Eosimias centennicus was found in 1995 while doing fieldwork in the Yuanqu Basin of the southern Shanxi Province in China. Among these recovered fossils is the first complete lower dentition of Eosimias, catalogued as IVPP V11000. All anatomical information yielded from these fossils confirms the anthropoid-like traits found in E. sinensis. Biostratigraphic evidence also suggests these fossils are younger than E. sinensis, which is consistent with the anatomy of eosimiids because the dentition of E. centennicus is slightly more derived than that of E. sinensis. This species was also found to be a very tiny primate, with mean estimates of body mass ranging from 91 to 179 g. E. sinesis was originally described on the basis of fragmentary fossils, but with the discovery of E. centennicus and a complete lower dentition, Eosimias can more definitively be described as an early anthropoid.

EXERCISE 1 — List every geographic place named in the passage on Eosimias centennicus.
EXERCISE 2 — From the passage on Eosimias centennicus, return the words starting at "Eosimias centennicus was" and ending at "an early anthropoid.", with the wording unchanged.
EXERCISE 3 — Resume the passage on Eosimias centennicus after its final sentence.

DATASET EXCERPTS —
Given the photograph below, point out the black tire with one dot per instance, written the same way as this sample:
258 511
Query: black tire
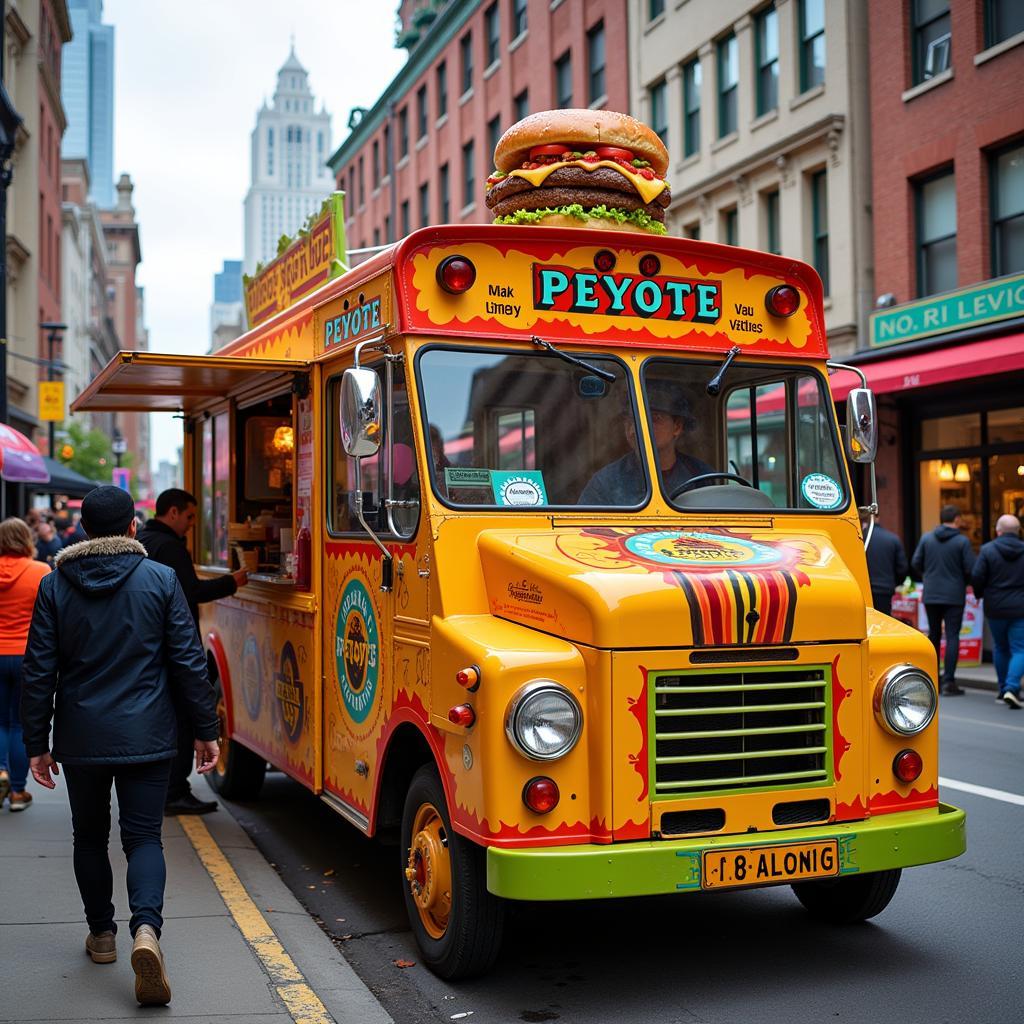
849 900
239 773
471 937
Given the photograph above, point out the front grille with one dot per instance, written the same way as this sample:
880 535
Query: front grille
740 729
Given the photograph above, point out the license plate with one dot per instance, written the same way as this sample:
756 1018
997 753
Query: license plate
757 865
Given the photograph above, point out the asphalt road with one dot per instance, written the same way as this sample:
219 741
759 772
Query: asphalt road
946 949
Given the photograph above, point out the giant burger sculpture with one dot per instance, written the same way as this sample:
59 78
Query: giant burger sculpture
576 168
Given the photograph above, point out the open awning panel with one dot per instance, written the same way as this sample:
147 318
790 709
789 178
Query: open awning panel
155 382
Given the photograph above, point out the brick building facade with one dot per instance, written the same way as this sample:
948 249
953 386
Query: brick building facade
421 154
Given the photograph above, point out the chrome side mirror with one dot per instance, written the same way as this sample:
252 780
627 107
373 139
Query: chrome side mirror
861 425
360 413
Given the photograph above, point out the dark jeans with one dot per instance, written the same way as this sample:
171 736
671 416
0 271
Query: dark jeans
952 616
141 790
12 756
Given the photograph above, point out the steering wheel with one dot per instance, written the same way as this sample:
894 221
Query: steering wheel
698 481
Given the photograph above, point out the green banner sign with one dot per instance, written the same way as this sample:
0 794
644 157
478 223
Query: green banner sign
983 303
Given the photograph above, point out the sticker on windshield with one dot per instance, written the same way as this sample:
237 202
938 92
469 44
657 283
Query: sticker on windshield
821 491
521 488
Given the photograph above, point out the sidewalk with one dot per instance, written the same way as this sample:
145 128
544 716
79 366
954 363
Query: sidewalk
217 975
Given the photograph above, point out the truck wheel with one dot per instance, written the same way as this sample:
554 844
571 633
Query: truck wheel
238 773
846 901
457 923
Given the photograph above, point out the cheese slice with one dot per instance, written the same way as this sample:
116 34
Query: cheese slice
649 190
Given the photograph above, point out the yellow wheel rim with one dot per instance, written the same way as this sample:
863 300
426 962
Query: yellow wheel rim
429 870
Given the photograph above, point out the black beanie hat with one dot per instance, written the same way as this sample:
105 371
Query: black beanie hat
107 511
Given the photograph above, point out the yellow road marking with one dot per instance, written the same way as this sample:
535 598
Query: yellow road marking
301 1000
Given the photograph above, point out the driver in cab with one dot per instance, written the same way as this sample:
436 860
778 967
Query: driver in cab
622 482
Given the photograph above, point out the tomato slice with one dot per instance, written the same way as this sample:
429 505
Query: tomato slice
612 153
553 150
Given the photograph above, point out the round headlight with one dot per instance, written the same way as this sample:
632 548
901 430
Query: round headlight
905 700
544 720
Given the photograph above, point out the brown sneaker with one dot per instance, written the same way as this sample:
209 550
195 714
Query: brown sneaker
101 948
19 801
152 986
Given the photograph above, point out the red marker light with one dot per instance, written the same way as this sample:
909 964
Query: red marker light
462 715
456 274
782 300
907 766
541 795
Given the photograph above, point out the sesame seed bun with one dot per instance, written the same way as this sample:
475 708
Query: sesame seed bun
584 129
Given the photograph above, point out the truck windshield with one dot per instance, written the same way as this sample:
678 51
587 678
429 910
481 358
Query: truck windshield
766 439
526 429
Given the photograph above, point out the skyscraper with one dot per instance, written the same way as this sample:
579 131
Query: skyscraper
87 93
290 177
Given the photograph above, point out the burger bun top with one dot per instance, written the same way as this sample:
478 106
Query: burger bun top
584 129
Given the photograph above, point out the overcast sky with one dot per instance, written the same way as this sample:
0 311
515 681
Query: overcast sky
188 80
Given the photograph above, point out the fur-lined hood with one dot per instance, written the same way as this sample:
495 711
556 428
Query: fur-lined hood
100 565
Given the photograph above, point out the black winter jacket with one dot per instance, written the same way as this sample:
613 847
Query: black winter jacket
998 577
164 546
944 559
111 639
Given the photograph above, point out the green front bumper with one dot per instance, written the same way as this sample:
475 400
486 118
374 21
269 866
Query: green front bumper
674 865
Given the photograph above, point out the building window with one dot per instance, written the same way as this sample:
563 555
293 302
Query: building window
1003 19
518 17
657 100
766 44
441 89
691 108
494 133
425 204
493 31
468 178
595 64
728 86
445 189
563 80
466 53
812 44
772 244
932 38
1008 211
403 132
421 112
730 226
819 226
937 235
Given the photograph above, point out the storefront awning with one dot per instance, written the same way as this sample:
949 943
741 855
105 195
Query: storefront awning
164 383
940 366
20 461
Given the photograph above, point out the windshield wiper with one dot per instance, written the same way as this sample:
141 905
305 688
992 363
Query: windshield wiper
715 384
605 375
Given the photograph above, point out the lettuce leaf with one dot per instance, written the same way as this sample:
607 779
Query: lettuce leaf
643 220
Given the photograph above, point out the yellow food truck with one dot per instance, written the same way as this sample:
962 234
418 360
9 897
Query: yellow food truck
556 576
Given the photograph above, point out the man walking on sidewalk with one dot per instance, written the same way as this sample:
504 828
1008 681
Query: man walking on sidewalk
998 577
164 539
112 640
944 560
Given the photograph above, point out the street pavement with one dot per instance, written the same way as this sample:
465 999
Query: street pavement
224 966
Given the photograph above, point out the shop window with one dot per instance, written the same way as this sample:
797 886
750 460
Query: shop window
812 44
766 44
932 38
728 86
1007 192
937 235
1003 19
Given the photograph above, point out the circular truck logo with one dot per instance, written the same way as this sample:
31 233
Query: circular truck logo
252 677
357 649
288 688
693 548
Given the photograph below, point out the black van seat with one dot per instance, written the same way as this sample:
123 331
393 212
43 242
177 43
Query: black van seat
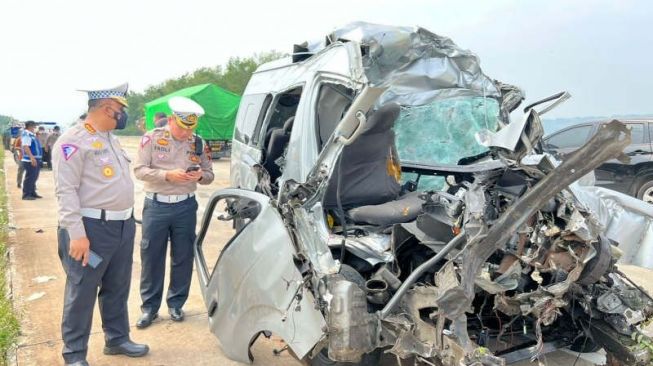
364 176
279 139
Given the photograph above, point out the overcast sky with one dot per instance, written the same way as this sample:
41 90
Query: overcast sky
600 51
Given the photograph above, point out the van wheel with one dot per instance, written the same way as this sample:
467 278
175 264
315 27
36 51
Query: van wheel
369 359
645 192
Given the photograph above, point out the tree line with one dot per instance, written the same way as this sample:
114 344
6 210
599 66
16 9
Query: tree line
232 76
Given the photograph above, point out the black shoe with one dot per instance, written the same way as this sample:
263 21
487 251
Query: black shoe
146 320
176 314
78 363
128 348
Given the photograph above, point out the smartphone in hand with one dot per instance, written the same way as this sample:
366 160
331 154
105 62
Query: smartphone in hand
94 260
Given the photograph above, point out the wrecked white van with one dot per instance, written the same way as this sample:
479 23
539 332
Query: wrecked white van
383 202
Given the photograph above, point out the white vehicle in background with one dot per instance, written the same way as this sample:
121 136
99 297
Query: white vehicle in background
383 202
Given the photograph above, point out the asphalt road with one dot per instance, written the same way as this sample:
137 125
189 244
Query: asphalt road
38 282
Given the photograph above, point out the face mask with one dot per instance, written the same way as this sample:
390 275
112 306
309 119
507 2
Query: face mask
121 119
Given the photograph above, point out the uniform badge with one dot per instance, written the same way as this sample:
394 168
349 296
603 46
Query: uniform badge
144 140
107 171
89 128
68 150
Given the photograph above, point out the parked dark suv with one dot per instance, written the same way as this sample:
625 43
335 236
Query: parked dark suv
634 178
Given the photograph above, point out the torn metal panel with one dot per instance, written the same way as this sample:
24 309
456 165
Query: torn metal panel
259 288
418 66
373 248
625 220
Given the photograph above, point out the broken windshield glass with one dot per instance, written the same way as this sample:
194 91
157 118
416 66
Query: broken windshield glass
442 132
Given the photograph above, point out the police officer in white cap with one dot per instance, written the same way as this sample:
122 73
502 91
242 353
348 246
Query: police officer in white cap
95 196
171 161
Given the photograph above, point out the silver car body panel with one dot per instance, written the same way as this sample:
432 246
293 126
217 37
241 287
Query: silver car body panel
338 63
256 286
624 219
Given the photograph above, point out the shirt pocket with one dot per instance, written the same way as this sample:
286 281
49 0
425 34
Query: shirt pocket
125 156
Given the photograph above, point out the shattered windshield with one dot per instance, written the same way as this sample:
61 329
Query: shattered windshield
442 132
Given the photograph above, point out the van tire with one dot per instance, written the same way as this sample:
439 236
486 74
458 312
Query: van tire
369 359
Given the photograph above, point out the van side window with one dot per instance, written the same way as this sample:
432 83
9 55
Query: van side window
332 103
636 133
276 135
261 119
248 115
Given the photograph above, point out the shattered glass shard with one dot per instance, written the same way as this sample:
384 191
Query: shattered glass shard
443 132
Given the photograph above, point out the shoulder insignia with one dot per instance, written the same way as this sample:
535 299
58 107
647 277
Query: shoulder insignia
68 150
145 139
107 171
89 128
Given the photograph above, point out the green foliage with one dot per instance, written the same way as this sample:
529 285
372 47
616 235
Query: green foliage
9 326
233 76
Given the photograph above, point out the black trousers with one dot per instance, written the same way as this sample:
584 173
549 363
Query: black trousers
113 241
31 175
163 221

ANSWER 1 — Yuanqu Basin, Shanxi Province, China

ANSWER 2 —
Eosimias centennicus was found in 1995 while doing fieldwork in the Yuanqu Basin of the southern Shanxi Province in China. Among these recovered fossils is the first complete lower dentition of Eosimias, catalogued as IVPP V11000. All anatomical information yielded from these fossils confirms the anthropoid-like traits found in E. sinensis. Biostratigraphic evidence also suggests these fossils are younger than E. sinensis, which is consistent with the anatomy of eosimiids because the dentition of E. centennicus is slightly more derived than that of E. sinensis. This species was also found to be a very tiny primate, with mean estimates of body mass ranging from 91 to 179 g. E. sinesis was originally described on the basis of fragmentary fossils, but with the discovery of E. centennicus and a complete lower dentition, Eosimias can more definitively be described as an early anthropoid.

ANSWER 3 —
== Eosimias dawsonae ==

Eosimias dawsonae is the newest of the Eosimias species. It is categorized by the type specimen IVPP V11999, which includes a left dentary fragment and roots of the alveoli. It was collected by Christopher Beard in 1995. Analysis of these remains has led to the conclusion it was the largest of the known species of Eosimias, yielding a body mass ranging from 107 to 276 g. Stratigraphic evidence also shows E. dawsonae is older than E. centennicus.

== Unidentified fossils ==

Additionally, an expedition team discovered evidence of a new, small eosimiid from Myanmar in 1999. The new specimen, represented by a right heel bone cataloged as NMMP 23, was found in wash residue in the Pondaung Formation. This specimen is very morphologically similar to the Eosimias discovered in the Shanghuang region of China. The best estimate for NMMP 23 includes an overall mean weight of about 111 grams, which places it in the upper-sized end of Eosimias fossils discovered. The presence of eosimiid in Myanmar, as well as a high species diversity found in China leads to an apparent conclusion that they had a relatively wide distribution.

=== Eosimias paukkaungensis ===

A new species of eosimiid primate, Eosimias paukkaungensis, from the latest middle Eocene of Pondaung, central Myanmar, was discovered in the early 2000s. The specimen consists of left and right mandibular fragments preserving only the M3, so that its generic status is provisional. The E. paukkaungensis fossil is much larger than homologues of the two Eosimias species from China.